GIVEN TASK:
Rewrite the listing below, changing every "with a dot" to "with a point" and keeping everything else the same.

-- BEGIN --

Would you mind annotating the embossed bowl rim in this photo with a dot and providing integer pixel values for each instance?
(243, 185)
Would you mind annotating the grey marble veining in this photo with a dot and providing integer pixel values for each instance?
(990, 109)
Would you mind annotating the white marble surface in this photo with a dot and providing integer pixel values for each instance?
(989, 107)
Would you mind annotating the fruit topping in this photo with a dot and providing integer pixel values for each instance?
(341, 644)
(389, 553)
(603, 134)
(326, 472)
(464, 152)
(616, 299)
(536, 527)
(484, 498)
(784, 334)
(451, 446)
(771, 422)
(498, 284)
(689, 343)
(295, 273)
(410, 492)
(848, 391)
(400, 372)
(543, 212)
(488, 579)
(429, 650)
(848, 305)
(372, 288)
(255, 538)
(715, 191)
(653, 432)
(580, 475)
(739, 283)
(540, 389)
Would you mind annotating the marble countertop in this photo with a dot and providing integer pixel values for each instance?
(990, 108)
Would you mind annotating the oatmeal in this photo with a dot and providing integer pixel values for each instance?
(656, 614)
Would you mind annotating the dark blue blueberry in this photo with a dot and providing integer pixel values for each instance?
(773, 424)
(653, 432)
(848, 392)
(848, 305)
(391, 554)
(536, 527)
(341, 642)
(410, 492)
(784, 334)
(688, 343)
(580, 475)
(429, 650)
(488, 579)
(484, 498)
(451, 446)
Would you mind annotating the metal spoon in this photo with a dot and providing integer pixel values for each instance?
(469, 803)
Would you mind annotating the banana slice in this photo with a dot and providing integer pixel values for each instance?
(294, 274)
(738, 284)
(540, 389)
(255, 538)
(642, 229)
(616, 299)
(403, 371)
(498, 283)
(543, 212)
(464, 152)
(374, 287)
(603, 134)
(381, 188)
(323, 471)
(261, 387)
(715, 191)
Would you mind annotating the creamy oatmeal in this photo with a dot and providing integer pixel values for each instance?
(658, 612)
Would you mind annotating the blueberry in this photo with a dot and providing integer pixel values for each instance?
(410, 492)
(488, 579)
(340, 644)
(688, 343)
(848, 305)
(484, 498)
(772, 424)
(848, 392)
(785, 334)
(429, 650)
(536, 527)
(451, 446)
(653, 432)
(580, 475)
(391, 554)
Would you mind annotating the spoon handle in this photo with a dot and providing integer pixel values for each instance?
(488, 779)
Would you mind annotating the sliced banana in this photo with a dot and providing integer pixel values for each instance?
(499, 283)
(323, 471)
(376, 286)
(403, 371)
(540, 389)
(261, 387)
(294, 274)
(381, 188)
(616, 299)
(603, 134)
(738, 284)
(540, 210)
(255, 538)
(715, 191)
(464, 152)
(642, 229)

-- END --

FULL RESPONSE:
Would you mind annotating the embossed bowl rim in this photo with a point and providing integer pixel values for each instance?
(243, 185)
Would you mind annotating the grey marble veining in this photo with a point and providing integer pixel values for each instance?
(990, 109)
Would you mind annotating the white marble surface in this photo with a point and providing integer pixel values for each instance?
(989, 107)
Would you mind annotating the fruit topping in this photo with a point and providing integer pixel values for each instance?
(341, 644)
(389, 553)
(603, 134)
(326, 472)
(464, 152)
(616, 299)
(536, 527)
(484, 498)
(784, 334)
(451, 446)
(771, 422)
(498, 284)
(689, 343)
(295, 273)
(410, 492)
(848, 391)
(400, 372)
(543, 212)
(488, 579)
(429, 650)
(848, 305)
(372, 288)
(255, 538)
(715, 191)
(653, 432)
(580, 475)
(739, 283)
(540, 389)
Would you mind annotating the marble countertop in this photo with a point and providing integer pixel values for each instance?
(990, 108)
Would you mind annotating the oatmeal in this photo with a point and providing integer pixel values for each instance?
(656, 614)
Would you mind annotating the dark blue blueberry in this photo with a point and providing integer pixel values for each instance?
(773, 424)
(653, 432)
(848, 392)
(848, 305)
(391, 554)
(536, 527)
(341, 642)
(410, 492)
(784, 334)
(688, 343)
(580, 475)
(429, 650)
(488, 579)
(484, 498)
(451, 446)
Would you mind annotating the metal spoon in this photo with a point and providing integer pixel values for each instance?
(469, 803)
Would you mind annotating the banana slice in this photo with a point and providing integer pixel values for each instance?
(294, 274)
(738, 284)
(540, 389)
(255, 538)
(642, 229)
(616, 299)
(403, 371)
(498, 283)
(543, 212)
(464, 152)
(374, 287)
(603, 134)
(381, 188)
(323, 471)
(261, 387)
(715, 191)
Would you mind annotating the creamy oatmeal in this photo with a point and providing integer pixel values for each instance?
(658, 612)
Would you mind annotating the blueberry in this photo with a point and providing integer pixel values for each instance?
(410, 492)
(488, 579)
(340, 644)
(688, 343)
(848, 305)
(484, 498)
(772, 424)
(848, 392)
(785, 334)
(429, 650)
(536, 527)
(451, 446)
(653, 432)
(580, 475)
(391, 554)
Would you mind annotating the spoon handle in this photo with a point and providing integer pixel values for each instance?
(488, 779)
Would you mind annotating the sliced banana in this photo with a point and providing integer pixel values for each instance?
(499, 283)
(323, 471)
(376, 286)
(403, 371)
(540, 389)
(261, 387)
(294, 274)
(381, 188)
(616, 299)
(603, 134)
(738, 284)
(540, 210)
(255, 538)
(715, 191)
(464, 152)
(642, 229)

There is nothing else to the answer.